WHAT IS BEING ASKED: In the data, extract each line that holds the string "notebook".

LISTED RECORDS:
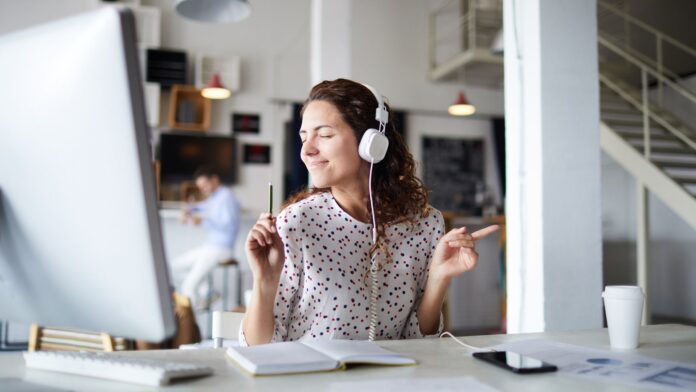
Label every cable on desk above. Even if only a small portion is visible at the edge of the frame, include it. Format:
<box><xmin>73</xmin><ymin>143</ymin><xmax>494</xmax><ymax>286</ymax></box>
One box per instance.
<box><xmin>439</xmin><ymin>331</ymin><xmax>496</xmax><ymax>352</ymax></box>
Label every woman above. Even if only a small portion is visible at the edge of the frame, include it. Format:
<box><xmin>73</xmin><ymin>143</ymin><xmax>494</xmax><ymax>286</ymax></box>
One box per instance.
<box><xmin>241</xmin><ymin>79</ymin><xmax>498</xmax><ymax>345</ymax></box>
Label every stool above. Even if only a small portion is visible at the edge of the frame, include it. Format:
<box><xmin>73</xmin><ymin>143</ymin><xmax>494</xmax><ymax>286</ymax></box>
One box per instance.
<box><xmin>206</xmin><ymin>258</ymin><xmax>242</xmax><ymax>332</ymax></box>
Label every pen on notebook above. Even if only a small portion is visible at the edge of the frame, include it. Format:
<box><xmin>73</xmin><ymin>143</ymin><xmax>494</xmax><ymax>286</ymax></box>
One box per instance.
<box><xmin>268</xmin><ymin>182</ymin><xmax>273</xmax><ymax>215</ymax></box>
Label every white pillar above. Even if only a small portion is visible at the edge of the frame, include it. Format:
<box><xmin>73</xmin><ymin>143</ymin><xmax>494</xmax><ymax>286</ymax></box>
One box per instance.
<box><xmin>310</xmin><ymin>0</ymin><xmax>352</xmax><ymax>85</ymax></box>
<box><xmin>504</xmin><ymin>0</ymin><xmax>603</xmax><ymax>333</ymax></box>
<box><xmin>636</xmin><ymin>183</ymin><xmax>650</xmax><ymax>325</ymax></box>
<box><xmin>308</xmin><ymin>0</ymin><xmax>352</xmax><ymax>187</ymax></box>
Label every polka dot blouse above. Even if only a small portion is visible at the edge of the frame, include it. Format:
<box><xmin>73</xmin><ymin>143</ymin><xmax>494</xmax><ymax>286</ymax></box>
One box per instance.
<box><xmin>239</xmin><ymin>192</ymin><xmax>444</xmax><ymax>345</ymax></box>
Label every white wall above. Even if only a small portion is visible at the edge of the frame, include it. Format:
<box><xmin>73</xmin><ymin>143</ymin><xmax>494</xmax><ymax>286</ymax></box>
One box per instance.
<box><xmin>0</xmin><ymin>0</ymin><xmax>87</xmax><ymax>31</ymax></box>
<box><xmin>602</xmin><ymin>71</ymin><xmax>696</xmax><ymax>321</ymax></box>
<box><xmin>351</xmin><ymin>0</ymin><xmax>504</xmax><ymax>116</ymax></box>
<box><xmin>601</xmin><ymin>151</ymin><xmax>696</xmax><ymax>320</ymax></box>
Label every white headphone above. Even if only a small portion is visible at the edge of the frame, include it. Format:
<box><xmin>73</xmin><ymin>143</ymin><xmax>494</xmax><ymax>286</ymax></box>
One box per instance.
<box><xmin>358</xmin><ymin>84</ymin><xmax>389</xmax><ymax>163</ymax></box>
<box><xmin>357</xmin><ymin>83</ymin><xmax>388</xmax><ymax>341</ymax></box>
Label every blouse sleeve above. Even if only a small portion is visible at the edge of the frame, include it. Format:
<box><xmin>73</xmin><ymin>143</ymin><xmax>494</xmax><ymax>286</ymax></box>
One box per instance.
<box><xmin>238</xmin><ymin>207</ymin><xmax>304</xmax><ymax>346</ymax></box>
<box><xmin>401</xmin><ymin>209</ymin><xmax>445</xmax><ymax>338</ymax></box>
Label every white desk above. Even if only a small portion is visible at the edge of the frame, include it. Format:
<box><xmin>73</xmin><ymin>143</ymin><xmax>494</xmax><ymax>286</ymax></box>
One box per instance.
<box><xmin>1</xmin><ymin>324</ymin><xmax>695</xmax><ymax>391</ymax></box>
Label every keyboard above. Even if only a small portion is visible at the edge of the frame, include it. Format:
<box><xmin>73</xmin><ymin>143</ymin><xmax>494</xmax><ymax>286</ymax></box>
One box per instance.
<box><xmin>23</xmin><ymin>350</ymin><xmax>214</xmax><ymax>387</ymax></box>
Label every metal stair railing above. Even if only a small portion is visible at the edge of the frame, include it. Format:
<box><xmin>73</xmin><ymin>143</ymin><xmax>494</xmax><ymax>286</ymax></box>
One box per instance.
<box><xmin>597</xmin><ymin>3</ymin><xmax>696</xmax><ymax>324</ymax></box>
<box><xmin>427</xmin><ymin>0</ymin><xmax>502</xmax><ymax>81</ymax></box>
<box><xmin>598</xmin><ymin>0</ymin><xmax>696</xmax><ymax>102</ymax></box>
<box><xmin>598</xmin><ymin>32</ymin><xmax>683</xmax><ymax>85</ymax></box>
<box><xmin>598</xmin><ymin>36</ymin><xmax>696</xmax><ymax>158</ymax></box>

---

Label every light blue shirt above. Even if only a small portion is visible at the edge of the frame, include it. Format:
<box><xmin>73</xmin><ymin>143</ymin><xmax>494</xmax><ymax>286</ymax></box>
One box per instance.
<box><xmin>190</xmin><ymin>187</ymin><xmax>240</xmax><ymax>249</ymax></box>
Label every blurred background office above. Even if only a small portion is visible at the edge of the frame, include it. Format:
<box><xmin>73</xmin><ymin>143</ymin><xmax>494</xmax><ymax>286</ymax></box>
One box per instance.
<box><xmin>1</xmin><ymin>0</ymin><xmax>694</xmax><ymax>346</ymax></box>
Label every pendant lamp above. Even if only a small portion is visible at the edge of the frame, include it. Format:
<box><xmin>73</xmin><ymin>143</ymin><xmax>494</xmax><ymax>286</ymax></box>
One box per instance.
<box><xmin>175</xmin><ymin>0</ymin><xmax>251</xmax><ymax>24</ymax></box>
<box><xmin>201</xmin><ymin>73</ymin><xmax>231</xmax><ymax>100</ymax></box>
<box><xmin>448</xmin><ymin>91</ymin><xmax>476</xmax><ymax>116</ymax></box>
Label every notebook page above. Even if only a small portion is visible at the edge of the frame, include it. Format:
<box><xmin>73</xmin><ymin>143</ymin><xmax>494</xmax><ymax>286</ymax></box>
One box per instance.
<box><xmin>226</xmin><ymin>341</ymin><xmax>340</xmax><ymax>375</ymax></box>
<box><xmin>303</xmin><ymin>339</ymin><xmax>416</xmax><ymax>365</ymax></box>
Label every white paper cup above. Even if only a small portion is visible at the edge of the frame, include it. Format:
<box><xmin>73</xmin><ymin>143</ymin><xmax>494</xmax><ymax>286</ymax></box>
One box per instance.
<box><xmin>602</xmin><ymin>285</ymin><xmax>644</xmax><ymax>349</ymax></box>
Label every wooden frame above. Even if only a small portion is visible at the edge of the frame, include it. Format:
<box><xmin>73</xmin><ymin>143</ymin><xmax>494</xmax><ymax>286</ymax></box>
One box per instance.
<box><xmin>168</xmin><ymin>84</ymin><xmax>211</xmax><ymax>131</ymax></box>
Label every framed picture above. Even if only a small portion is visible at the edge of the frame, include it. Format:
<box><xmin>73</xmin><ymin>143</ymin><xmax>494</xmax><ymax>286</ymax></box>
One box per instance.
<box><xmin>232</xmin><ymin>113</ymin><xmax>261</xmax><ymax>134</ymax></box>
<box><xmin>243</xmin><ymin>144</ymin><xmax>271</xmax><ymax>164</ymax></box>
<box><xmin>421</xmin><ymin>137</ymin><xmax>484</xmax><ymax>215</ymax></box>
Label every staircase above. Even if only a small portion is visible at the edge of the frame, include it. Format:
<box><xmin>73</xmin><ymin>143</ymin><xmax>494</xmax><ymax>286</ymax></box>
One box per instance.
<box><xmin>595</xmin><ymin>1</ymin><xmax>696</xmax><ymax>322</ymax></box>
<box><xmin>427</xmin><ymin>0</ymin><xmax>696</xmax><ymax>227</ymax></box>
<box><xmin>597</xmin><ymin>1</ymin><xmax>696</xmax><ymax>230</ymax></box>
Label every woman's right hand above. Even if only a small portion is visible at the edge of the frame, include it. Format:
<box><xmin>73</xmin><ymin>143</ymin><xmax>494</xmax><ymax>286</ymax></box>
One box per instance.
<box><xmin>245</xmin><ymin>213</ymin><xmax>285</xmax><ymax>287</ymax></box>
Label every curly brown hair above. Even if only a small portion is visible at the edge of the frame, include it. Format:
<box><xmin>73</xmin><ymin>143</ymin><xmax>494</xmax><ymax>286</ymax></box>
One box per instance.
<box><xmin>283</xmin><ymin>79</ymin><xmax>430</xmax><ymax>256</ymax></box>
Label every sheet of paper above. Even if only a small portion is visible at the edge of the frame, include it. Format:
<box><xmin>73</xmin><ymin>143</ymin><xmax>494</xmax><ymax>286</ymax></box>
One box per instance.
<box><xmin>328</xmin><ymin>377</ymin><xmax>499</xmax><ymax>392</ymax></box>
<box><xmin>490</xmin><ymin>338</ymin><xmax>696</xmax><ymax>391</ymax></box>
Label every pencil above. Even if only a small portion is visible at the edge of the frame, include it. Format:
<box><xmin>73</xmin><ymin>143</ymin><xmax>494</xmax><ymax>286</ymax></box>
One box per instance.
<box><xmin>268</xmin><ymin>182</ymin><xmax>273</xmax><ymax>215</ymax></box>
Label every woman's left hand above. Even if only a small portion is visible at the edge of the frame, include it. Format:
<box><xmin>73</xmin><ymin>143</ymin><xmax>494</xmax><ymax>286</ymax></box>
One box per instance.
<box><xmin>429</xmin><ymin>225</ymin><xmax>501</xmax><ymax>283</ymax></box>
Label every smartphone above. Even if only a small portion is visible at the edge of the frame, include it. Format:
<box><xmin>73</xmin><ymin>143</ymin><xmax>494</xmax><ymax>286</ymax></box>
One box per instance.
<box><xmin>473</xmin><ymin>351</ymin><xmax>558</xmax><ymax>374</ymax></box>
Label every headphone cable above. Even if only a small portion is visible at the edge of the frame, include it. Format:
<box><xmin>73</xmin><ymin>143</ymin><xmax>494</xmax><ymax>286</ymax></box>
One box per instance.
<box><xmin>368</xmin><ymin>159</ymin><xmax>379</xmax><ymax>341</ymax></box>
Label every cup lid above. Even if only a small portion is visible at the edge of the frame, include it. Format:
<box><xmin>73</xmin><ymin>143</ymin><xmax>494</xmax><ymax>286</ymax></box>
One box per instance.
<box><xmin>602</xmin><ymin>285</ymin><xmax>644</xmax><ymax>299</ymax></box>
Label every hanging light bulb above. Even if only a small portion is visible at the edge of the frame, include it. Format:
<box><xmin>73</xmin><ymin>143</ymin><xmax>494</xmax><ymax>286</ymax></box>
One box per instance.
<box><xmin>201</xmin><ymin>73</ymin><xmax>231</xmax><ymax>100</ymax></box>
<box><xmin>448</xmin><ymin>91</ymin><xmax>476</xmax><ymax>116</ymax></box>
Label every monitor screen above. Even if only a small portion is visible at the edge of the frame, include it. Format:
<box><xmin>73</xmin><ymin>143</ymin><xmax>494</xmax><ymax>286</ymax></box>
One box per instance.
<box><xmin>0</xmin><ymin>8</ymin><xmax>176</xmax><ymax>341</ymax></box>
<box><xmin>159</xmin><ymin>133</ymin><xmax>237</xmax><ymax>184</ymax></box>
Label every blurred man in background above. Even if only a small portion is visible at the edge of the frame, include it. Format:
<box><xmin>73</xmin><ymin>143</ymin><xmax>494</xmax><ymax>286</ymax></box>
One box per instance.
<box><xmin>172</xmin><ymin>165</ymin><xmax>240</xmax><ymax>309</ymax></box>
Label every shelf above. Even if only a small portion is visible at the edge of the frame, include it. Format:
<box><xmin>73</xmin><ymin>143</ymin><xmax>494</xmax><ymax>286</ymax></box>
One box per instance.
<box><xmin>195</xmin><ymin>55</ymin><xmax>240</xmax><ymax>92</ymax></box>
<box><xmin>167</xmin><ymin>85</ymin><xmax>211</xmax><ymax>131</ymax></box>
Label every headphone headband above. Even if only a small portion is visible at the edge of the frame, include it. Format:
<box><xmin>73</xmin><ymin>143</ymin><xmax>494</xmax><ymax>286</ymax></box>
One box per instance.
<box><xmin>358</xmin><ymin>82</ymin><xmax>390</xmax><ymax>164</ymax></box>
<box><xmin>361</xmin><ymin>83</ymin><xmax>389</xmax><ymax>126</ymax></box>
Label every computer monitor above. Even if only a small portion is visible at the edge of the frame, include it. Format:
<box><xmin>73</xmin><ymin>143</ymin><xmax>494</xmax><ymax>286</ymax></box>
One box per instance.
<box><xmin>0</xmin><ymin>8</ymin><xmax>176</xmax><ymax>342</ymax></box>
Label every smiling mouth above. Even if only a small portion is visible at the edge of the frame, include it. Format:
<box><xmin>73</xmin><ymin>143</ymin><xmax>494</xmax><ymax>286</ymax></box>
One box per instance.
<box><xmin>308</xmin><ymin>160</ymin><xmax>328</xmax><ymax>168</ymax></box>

* * *

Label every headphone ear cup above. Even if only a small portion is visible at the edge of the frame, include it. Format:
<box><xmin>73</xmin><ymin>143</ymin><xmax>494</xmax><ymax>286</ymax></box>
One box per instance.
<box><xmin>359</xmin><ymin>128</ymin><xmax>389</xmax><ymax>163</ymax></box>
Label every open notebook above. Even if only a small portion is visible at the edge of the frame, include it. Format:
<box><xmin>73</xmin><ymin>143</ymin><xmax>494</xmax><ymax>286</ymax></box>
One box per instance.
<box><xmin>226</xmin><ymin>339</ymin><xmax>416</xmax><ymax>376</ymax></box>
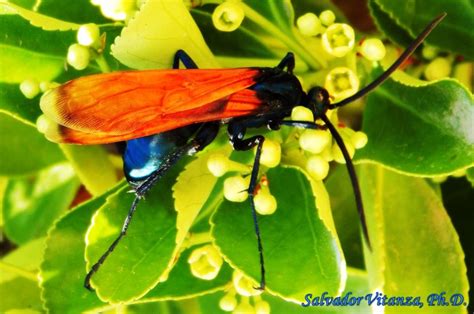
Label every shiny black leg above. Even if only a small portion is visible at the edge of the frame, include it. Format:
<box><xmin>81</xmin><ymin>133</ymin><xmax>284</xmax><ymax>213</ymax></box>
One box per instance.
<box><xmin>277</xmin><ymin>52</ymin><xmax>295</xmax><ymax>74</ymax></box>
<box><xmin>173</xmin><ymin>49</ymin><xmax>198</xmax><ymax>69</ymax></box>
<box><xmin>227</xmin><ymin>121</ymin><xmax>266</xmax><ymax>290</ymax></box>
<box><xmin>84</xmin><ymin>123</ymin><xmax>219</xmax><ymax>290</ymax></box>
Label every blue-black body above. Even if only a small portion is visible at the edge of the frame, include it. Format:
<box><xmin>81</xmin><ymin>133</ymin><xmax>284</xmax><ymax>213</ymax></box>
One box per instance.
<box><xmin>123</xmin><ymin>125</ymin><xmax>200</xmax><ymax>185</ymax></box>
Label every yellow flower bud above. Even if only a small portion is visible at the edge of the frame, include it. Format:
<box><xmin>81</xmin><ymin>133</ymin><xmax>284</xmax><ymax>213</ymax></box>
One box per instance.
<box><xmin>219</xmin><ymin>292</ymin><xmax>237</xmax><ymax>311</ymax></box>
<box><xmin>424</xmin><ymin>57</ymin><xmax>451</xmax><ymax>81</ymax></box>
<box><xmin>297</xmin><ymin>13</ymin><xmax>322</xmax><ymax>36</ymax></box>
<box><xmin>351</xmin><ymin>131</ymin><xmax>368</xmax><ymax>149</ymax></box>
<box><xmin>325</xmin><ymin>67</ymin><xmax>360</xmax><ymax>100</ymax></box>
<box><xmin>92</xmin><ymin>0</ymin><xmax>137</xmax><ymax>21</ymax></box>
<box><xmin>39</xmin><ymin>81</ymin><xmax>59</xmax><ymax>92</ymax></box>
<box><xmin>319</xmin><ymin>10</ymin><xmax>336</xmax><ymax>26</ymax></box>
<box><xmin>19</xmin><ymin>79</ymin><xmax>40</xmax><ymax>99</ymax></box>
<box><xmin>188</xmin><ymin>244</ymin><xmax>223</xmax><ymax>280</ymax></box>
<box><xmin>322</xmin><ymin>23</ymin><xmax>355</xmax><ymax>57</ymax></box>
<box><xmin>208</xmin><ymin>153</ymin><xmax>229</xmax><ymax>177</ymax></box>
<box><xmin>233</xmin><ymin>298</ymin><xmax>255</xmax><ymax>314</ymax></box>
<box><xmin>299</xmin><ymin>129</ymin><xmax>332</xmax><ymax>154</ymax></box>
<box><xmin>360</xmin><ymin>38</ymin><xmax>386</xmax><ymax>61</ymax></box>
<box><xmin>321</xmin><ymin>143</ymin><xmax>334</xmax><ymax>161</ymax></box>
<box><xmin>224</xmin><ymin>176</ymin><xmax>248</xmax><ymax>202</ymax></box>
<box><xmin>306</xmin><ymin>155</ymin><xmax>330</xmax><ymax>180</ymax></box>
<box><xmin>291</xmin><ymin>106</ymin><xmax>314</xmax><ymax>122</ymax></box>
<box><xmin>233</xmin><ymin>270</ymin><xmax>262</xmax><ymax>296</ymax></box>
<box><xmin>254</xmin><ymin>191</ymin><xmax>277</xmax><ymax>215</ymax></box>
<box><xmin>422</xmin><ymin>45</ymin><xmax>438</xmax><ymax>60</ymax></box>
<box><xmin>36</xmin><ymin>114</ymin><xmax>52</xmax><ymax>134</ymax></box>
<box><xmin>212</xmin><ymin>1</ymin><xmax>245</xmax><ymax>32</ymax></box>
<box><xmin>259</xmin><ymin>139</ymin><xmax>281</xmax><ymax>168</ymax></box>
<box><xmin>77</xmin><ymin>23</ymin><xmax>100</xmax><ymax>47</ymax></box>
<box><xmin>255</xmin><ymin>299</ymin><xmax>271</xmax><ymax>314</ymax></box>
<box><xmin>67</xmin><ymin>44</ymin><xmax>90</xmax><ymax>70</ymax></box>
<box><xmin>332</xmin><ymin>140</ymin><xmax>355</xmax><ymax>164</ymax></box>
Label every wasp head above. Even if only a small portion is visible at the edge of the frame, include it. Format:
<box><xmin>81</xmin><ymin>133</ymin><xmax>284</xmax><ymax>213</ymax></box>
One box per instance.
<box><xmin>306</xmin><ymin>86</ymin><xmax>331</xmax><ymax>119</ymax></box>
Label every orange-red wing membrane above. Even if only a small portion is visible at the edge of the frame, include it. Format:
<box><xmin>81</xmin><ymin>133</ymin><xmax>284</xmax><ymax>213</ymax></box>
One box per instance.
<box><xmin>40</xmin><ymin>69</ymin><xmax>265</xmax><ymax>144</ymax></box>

RESPONSE:
Label every pen on notebook above. Even if only a small portion is visible at the edge of the frame, include it. Format:
Label every notebook page above. Even if only a small portion is visible at the edge of the frame, include it. Format:
Label every open notebook above. Even if only a small portion is visible at the edge of the frame, include it. Format:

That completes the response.